**What you should do**
Your job is to set down the stretch of entries that opens with the line containing "skin shown in this photo, matching this sample?" and closes with the line containing "point(111, 84)". Keep both end lines, copy each exactly, and add nothing.

Stored data entries

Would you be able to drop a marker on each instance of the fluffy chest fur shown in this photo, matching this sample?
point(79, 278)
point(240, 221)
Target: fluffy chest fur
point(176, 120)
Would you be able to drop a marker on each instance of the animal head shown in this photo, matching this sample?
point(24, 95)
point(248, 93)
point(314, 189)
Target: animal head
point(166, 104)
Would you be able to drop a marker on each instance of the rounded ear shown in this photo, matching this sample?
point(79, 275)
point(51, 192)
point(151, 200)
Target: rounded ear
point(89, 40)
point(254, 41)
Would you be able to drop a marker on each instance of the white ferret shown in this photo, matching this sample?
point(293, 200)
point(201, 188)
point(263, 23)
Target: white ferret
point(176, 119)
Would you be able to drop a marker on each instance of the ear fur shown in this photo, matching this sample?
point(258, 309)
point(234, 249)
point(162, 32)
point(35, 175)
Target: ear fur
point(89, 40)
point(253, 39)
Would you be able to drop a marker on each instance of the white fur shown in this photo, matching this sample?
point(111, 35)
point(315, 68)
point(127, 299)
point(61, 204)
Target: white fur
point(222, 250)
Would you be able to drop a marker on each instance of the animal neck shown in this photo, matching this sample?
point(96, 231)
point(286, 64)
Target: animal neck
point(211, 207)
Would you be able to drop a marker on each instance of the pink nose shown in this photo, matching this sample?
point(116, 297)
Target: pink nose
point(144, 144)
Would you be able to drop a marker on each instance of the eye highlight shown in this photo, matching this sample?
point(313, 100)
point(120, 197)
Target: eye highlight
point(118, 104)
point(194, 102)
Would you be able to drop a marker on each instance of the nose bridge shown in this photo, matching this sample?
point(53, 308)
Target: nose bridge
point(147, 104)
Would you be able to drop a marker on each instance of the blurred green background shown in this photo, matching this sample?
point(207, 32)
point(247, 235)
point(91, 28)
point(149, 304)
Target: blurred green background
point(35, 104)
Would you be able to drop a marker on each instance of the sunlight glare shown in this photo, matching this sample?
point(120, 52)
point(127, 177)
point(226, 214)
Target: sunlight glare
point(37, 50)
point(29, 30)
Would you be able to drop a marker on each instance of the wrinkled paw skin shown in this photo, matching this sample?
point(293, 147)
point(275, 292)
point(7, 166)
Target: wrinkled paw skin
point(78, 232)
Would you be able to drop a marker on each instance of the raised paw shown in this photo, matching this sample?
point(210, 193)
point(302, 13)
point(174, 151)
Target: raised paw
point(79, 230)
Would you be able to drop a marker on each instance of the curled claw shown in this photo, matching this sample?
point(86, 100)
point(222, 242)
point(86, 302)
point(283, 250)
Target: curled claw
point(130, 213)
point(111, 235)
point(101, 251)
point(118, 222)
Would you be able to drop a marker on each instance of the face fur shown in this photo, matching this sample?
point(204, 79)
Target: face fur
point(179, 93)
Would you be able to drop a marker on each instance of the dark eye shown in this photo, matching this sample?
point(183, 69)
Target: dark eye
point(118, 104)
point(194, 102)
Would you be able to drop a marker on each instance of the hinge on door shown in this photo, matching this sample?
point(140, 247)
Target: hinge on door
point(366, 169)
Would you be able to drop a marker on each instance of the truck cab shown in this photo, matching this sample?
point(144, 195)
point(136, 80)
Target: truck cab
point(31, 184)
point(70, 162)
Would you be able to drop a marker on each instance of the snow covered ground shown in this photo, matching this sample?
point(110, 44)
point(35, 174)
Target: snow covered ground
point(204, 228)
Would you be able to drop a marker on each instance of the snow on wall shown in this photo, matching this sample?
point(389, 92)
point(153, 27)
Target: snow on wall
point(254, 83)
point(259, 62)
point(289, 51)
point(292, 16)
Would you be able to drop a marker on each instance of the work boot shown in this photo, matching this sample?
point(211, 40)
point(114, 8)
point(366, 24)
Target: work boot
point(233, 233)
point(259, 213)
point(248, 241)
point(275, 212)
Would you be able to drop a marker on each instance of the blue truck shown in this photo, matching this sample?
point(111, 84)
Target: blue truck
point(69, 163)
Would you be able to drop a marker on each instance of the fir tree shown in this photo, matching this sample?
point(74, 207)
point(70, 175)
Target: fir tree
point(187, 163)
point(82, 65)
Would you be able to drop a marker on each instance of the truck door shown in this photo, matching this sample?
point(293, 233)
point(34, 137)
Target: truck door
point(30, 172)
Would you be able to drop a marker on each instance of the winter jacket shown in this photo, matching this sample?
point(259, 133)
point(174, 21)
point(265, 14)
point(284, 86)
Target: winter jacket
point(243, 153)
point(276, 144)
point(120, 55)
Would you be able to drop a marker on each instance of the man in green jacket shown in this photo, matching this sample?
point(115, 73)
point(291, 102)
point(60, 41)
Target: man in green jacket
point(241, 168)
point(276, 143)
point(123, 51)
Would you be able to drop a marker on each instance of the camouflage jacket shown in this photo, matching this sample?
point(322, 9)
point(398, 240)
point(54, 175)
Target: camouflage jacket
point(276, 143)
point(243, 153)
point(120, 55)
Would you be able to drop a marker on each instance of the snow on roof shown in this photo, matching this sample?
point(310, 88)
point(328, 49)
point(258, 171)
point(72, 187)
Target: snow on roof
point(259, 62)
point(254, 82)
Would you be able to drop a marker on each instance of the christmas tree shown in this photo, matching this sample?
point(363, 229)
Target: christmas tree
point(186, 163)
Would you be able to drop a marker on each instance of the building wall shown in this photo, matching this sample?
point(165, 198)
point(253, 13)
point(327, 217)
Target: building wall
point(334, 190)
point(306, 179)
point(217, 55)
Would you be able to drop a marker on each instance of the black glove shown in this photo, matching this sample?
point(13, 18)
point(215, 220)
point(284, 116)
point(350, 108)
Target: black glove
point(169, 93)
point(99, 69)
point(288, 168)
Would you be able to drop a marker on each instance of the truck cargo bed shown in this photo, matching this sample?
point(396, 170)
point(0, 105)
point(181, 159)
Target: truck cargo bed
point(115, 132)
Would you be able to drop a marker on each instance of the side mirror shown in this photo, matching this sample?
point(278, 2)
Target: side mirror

**Solution for this exercise**
Would you be able to drop a marker on each instance of the wrinkled paw skin shown in this photo, matching this sample?
point(293, 147)
point(275, 292)
point(7, 166)
Target: wrinkled paw skin
point(78, 232)
Would you be able to drop a marker on each instance of the raised paw shown in this photo, matching this sample?
point(210, 193)
point(302, 13)
point(174, 151)
Target: raised paw
point(79, 230)
Would you be able to drop a marker on each instance of the curled claw shown in this photo, matching this sample?
point(86, 100)
point(222, 242)
point(86, 302)
point(283, 250)
Target: curled claw
point(130, 213)
point(111, 235)
point(101, 251)
point(118, 222)
Would you be able to drop a marker on each instance of the face fur shown in this photo, matching this sample?
point(204, 79)
Target: face fur
point(179, 93)
Would you be able to drop a marker on each instance of the dark eye shown in this photo, matching this sample?
point(183, 69)
Target: dark eye
point(118, 104)
point(194, 102)
Would you be able to drop a marker on each instance of the hinge on door shown in this photo, matching this sample?
point(140, 247)
Target: hinge on door
point(366, 169)
Would you be able to drop a marker on each instance of the truck cab shown in this photo, matching this sample?
point(144, 195)
point(136, 80)
Target: truck cab
point(31, 184)
point(70, 162)
Would you be able to drop a marker on each instance of the snow covered ground shown in this photo, matching this sample?
point(110, 44)
point(35, 174)
Target: snow covered ground
point(204, 228)
Would you be able to drop a marker on each instance of the snow on wall shown in this photo, matching this sample?
point(389, 92)
point(153, 27)
Target: snow on wall
point(254, 83)
point(259, 62)
point(289, 51)
point(292, 16)
Would you be able to drop a marker on each instance of the work boot shown in this photo, matching this sample?
point(211, 40)
point(114, 8)
point(366, 24)
Target: work boot
point(233, 233)
point(259, 213)
point(248, 241)
point(275, 212)
Would you be able to drop a marker on each instance of the blue truck shown in this photo, matching this sample?
point(111, 84)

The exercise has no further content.